(Stored entries)

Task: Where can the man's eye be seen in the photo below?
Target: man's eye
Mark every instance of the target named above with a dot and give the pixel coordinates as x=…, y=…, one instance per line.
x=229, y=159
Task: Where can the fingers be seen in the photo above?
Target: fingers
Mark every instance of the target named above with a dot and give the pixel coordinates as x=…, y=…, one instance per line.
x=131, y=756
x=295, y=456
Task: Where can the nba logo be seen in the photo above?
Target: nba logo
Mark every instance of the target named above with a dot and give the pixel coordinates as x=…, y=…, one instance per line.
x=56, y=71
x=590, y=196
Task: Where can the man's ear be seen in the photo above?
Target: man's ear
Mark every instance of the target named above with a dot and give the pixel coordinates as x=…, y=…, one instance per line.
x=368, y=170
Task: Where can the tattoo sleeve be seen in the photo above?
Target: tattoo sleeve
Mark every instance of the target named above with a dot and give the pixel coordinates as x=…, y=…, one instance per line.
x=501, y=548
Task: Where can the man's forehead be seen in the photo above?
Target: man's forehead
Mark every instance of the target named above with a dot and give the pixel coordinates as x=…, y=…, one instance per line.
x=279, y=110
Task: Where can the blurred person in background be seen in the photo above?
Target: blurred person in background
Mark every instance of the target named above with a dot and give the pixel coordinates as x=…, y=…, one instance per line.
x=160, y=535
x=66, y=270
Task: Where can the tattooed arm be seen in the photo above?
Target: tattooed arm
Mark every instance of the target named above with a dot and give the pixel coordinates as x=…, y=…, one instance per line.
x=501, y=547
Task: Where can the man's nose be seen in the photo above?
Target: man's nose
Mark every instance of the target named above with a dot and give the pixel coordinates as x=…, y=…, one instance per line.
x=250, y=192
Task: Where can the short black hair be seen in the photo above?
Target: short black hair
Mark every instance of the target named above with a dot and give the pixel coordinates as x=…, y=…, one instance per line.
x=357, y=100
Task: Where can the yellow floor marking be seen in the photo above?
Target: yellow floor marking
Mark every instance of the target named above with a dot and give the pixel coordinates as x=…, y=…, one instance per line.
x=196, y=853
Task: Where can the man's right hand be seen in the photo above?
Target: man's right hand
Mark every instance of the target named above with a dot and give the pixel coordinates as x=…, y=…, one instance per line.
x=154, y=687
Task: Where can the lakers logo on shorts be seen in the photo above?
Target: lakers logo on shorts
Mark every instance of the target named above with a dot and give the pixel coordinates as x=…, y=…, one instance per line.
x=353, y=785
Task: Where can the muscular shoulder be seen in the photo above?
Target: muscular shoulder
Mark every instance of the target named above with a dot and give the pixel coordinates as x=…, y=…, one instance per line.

#### Work to be completed
Retype the records above, but only those lines that fall between the line containing "Task: Where can the tattoo sleeve" and the line containing "Target: blurred person in background", with both of those lines included, exactly as written.

#### Exercise result
Task: Where can the tattoo sleeve be seen in the photo above?
Target: tattoo sleeve
Mark every instance of the target named above with a dot and give the pixel coordinates as x=…, y=…, one instance per line.
x=501, y=548
Task: Where can the man's forehead be seen in the photo above?
Target: man's forehead
Mark every instance of the target named above with a dot and give the pixel coordinates as x=…, y=…, one instance per line.
x=279, y=110
Task: Where can the blurred person in background be seen in the photo above?
Target: blurred person in background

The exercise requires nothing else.